● **Task list**:
• A. In the abstract on job aids for family planning in Kaduna and Lagos, how many CPs and PPMVs completed the self-administered questionnaire?
• B. Reproduce word for word the part of the abstract on job aids for family planning that opens with the words "The role of" and ends after "Article (peer-reviewed)".

[Opening Document extract section]

The role of job aids in supporting task sharing family planning services to community pharmacists and patent proprietary medicine vendors in Kaduna and Lagos, Nigeria

Document Type

Article (peer-reviewed)

Publication Date



Background: CPs and PPMVs are an important source of modern contraceptives in Nigeria, yet many lack the requisite knowledge and skills to capably provide these services. This skills gap might be addressed through targeted family planning (FP) training. This study measures family planning knowledge retention of CPs and PPMVs after receiving training in FP counseling and services in Kaduna and Lagos States, in Nigeria. Methods: In a quasi-experimental longitudinal design without a comparison group, 559 CPs and PPMVs who were enrolled in the IntegratE project between January and December 2019, completed a self-administered questionnaire to assess their knowledge related to the provision of FP counseling, and injectable and implant contraceptive services at three points in time: 1) before the training; 2) immediately after the training; and 3) 9-months after the training in Kaduna and Lagos states, Nigeria. Adjusted multivariate logistic regression analysis was used to assess the effect of provider characteristics and receipt of job aids on FP knowledge retention 9 months after the training. 95% confidence intervals and p-values were used to assess statistical significance. Results: Majority of study participants were females (60.3%) and between 30 and 49 years old (63.4%). The study revealed the importance of jobs aids as influence on knowledge retention. CPs and PPMVs who reported having the Balanced Counseling Strategy plus (BCS+) counseling cards, were more likely to retain knowledge (AOR: 2.92; 95% CI: 1.01-8.40, p-value = 0.05) at 9 months follow-up. Similarly, in terms of knowledge of injectable contraceptives, CPs and Tier 2 PPMVs who reported receiving the Medical Eligibility Criteria (MEC) Wheel were 2.1 times more likely to retain knowledge of injectable contraceptives 9-months later on (95% CI: 1.14-3.99, p-value = 0.02). Conclusion: Community Pharmacists and Proprietary Medicine Vendors had good retention of family planning knowledge, especially when combined with job aids. Training and providing them with job aids on FP will therefore support task shifting and task sharing on family planning services provision in Nigeria.

[Closing Document extract section]
[Opening Data extracts section]

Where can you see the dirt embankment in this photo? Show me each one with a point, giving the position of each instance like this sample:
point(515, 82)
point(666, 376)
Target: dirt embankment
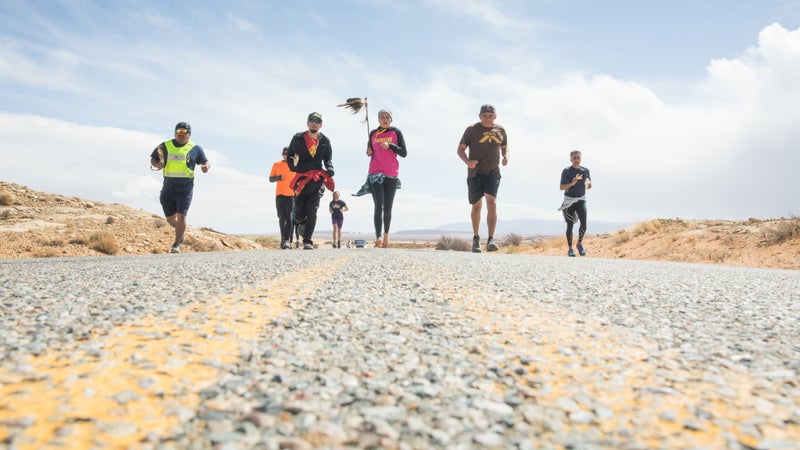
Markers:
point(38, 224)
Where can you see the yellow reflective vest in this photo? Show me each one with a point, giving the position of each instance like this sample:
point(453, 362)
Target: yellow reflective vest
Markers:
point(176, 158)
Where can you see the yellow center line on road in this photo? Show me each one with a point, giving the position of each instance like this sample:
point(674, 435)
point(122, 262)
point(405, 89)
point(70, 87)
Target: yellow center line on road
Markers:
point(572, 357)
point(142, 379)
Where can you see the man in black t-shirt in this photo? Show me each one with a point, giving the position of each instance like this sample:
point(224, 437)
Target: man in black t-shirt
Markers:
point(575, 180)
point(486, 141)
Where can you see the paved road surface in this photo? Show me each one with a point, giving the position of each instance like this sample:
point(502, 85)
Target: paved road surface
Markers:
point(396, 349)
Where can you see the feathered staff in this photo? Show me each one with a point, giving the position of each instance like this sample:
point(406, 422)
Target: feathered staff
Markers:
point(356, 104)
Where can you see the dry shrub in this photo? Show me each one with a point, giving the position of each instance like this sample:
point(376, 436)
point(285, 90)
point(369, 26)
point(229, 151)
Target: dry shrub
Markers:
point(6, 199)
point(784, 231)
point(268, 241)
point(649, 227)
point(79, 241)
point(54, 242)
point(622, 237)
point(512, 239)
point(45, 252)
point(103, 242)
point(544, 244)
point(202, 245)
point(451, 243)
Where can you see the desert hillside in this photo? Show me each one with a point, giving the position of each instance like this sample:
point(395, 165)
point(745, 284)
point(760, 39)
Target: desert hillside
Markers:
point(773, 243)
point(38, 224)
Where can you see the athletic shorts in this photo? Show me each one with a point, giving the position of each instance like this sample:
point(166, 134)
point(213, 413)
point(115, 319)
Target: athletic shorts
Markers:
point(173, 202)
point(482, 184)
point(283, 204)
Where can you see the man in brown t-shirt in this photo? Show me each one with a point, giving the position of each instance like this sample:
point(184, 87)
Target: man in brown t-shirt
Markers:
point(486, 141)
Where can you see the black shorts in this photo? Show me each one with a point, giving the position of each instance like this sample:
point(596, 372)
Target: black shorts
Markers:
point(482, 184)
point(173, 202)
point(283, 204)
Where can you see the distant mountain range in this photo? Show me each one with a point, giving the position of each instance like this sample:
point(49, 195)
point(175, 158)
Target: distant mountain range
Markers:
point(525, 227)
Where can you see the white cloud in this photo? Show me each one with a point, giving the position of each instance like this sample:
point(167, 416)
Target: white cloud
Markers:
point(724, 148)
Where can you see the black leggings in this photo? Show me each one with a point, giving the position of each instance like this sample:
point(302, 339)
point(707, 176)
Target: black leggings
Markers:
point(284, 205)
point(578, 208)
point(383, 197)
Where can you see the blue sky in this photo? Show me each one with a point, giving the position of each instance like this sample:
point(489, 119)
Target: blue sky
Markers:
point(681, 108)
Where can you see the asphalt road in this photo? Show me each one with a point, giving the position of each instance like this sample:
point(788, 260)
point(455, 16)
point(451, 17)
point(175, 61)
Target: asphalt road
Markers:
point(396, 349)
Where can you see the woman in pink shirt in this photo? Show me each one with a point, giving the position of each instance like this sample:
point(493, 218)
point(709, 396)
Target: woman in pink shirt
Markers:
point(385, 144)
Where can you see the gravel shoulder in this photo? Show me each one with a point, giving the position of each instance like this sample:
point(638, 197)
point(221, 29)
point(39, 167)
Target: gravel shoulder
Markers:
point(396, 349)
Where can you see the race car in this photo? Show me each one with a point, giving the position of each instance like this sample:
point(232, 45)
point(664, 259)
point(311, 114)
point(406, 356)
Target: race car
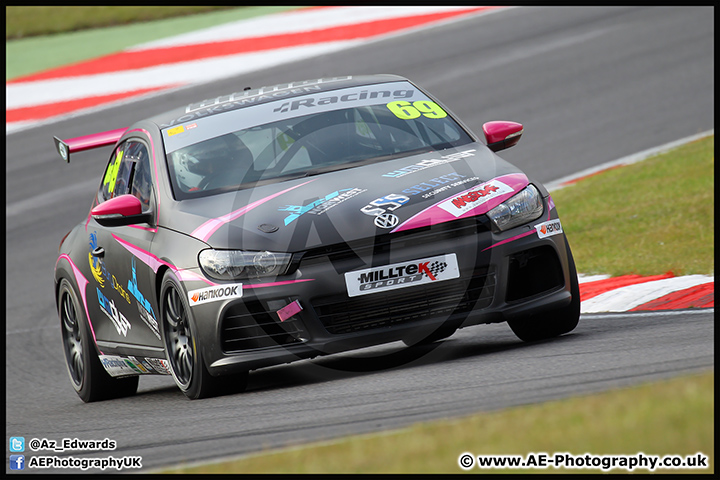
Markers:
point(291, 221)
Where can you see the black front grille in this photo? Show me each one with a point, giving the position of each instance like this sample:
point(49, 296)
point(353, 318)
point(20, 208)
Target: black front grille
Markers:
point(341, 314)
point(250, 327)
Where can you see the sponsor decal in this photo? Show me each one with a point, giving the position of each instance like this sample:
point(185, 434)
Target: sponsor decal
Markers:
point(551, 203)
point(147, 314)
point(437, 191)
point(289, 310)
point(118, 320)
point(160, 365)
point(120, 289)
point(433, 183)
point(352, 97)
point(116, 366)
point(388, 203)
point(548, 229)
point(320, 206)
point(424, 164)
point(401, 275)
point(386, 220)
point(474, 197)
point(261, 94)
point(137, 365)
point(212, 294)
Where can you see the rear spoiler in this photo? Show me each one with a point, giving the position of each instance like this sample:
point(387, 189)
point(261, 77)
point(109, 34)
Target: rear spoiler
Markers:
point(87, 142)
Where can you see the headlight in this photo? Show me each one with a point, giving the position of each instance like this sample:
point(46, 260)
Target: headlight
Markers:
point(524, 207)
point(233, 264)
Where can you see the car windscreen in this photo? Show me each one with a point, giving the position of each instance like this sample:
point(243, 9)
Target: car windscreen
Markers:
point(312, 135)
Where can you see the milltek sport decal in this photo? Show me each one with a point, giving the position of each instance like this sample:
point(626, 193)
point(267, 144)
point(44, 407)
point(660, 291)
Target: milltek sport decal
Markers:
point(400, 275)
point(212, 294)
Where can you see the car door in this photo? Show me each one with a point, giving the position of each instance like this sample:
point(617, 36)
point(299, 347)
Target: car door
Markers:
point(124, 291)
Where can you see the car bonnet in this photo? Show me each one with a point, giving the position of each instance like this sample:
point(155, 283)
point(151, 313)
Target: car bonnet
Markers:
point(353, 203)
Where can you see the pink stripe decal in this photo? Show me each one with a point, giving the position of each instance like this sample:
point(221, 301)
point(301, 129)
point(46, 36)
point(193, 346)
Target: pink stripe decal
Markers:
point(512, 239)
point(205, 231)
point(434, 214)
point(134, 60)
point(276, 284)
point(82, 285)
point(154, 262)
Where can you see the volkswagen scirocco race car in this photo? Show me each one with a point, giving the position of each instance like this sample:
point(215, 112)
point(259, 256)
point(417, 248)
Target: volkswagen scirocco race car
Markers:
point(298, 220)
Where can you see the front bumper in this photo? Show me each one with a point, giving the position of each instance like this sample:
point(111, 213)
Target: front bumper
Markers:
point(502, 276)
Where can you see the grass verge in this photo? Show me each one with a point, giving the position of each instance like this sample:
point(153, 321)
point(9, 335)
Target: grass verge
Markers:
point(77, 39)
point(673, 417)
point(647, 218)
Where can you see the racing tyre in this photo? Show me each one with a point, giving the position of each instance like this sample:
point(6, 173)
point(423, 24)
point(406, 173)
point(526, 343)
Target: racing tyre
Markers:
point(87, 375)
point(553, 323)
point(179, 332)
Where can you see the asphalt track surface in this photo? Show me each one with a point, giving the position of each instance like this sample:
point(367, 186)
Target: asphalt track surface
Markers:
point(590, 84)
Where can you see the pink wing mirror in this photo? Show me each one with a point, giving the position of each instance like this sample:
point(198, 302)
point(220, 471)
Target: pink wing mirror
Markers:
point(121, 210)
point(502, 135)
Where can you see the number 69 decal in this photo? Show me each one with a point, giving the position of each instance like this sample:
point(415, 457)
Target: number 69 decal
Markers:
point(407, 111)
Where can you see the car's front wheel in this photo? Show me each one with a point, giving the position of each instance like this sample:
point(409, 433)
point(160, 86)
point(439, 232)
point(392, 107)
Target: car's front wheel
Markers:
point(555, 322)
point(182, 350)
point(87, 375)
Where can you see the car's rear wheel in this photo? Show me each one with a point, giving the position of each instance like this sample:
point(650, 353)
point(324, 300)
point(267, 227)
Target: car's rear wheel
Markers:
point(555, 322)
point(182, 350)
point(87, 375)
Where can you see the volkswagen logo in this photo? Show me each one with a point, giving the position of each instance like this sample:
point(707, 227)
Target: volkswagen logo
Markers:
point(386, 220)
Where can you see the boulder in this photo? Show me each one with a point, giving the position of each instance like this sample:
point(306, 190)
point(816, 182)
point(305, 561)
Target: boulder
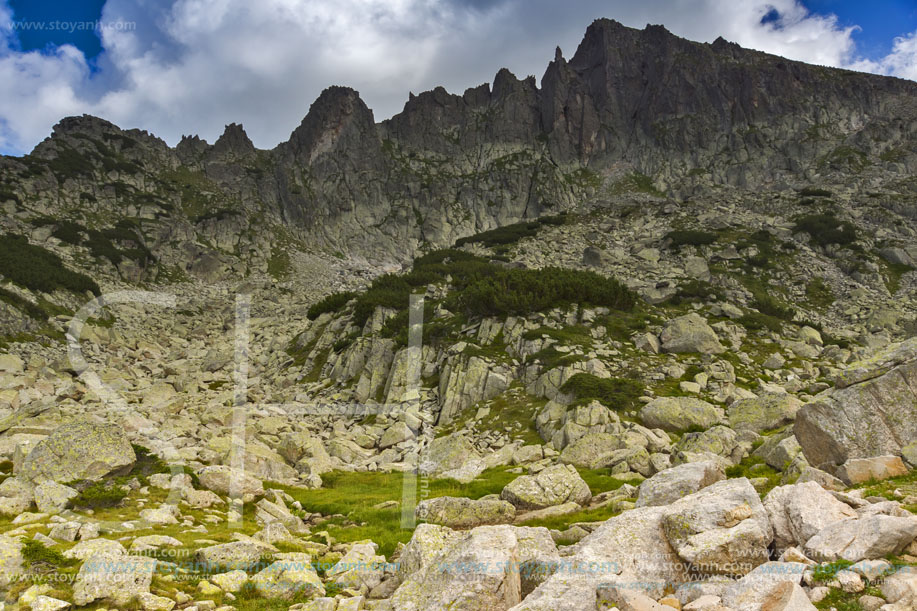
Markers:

[Closing Data extracts section]

● **Results of the exercise**:
• A. 559

• B.
The role of job aids in supporting task sharing family planning services to community pharmacists and patent proprietary medicine vendors in Kaduna and Lagos, Nigeria

Document Type

Article (peer-reviewed)